▶ **What you should do**
Can you update the data from its start through the line containing "x=265, y=100", swapping "hair clip" for "barrette" and leaving everything else unchanged, with the pictures omitted?

▶ **Excerpts from a point labeling dataset**

# # #

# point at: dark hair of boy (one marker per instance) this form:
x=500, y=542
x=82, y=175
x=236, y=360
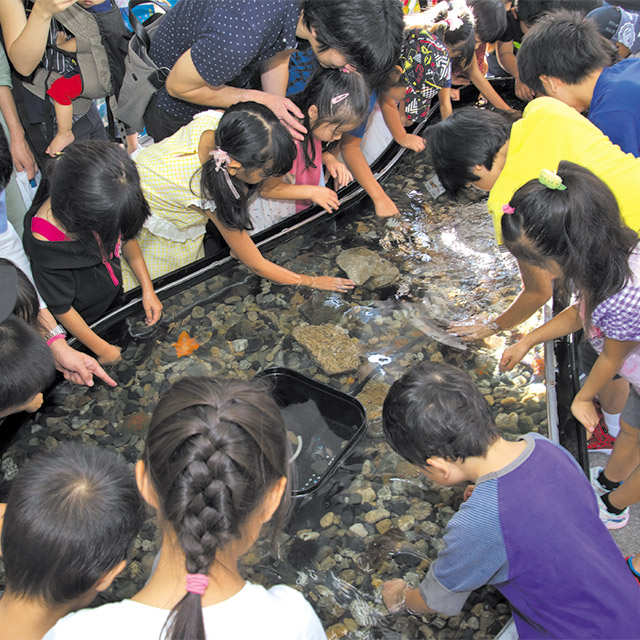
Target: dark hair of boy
x=467, y=138
x=253, y=136
x=490, y=19
x=435, y=409
x=324, y=85
x=27, y=364
x=27, y=304
x=452, y=23
x=580, y=228
x=72, y=516
x=6, y=161
x=96, y=196
x=367, y=32
x=213, y=450
x=562, y=45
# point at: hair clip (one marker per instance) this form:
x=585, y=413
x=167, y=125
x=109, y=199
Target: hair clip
x=222, y=159
x=551, y=180
x=340, y=98
x=197, y=583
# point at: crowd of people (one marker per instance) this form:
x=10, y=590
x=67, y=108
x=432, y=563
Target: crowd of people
x=265, y=100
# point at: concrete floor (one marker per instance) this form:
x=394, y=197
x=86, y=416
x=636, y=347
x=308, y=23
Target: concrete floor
x=627, y=538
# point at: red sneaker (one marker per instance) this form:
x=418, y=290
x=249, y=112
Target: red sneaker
x=601, y=440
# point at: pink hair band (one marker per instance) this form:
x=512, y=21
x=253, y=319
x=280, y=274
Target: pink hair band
x=197, y=583
x=340, y=98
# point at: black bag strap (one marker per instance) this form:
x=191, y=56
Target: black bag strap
x=137, y=26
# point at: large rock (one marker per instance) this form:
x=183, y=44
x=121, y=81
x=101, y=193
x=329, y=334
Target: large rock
x=330, y=347
x=365, y=267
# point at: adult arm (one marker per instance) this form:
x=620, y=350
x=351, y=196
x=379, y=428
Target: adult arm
x=185, y=83
x=359, y=167
x=25, y=40
x=393, y=121
x=277, y=189
x=150, y=301
x=77, y=367
x=243, y=248
x=75, y=324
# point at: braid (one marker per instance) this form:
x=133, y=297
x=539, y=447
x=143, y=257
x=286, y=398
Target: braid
x=212, y=452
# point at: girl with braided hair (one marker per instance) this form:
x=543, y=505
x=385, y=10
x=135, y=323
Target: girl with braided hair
x=215, y=467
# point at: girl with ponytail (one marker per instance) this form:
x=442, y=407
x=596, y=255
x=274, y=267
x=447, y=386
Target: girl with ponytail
x=207, y=171
x=215, y=468
x=569, y=224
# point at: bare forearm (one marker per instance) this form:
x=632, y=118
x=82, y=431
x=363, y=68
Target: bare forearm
x=392, y=118
x=133, y=255
x=537, y=289
x=75, y=324
x=566, y=322
x=357, y=164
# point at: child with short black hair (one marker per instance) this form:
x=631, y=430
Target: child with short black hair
x=71, y=518
x=529, y=527
x=564, y=57
x=620, y=26
x=484, y=149
x=215, y=467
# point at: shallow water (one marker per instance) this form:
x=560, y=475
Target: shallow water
x=376, y=518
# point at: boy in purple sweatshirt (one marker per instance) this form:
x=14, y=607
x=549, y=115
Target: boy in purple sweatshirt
x=530, y=525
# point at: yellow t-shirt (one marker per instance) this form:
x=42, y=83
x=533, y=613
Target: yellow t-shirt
x=551, y=131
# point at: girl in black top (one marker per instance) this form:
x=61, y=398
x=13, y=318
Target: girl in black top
x=88, y=209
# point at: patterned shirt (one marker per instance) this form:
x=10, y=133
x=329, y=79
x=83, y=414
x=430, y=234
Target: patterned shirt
x=532, y=530
x=228, y=40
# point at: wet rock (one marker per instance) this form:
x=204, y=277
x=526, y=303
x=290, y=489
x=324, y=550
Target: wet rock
x=365, y=267
x=330, y=347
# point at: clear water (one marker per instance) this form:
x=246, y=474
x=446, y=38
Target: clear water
x=377, y=518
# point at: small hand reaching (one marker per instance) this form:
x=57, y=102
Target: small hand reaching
x=413, y=142
x=325, y=197
x=513, y=354
x=329, y=283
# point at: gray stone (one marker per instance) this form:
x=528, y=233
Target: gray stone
x=365, y=267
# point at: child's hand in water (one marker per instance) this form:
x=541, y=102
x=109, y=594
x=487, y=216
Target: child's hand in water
x=59, y=142
x=337, y=170
x=325, y=197
x=152, y=307
x=110, y=355
x=413, y=142
x=328, y=283
x=513, y=354
x=385, y=207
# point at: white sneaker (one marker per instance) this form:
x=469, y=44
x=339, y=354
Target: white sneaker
x=594, y=472
x=611, y=520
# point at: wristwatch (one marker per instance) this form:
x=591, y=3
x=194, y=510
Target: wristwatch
x=58, y=330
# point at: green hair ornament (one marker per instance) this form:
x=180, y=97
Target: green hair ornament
x=551, y=180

# # #

▶ **Task solution**
# point at: dark hair of boy (one marker per instance) this form:
x=500, y=542
x=82, y=175
x=236, y=360
Target: dark hair of boy
x=467, y=138
x=253, y=136
x=490, y=19
x=435, y=409
x=324, y=85
x=27, y=364
x=27, y=304
x=452, y=23
x=580, y=228
x=72, y=516
x=6, y=161
x=96, y=196
x=367, y=32
x=213, y=450
x=562, y=45
# point at: barrette (one marker per instance) this form:
x=585, y=413
x=167, y=125
x=109, y=199
Target: barrette
x=222, y=159
x=551, y=180
x=340, y=98
x=197, y=583
# point at: crowd of people (one marker per instance) this form:
x=10, y=590
x=67, y=108
x=432, y=563
Target: crowd of people
x=265, y=100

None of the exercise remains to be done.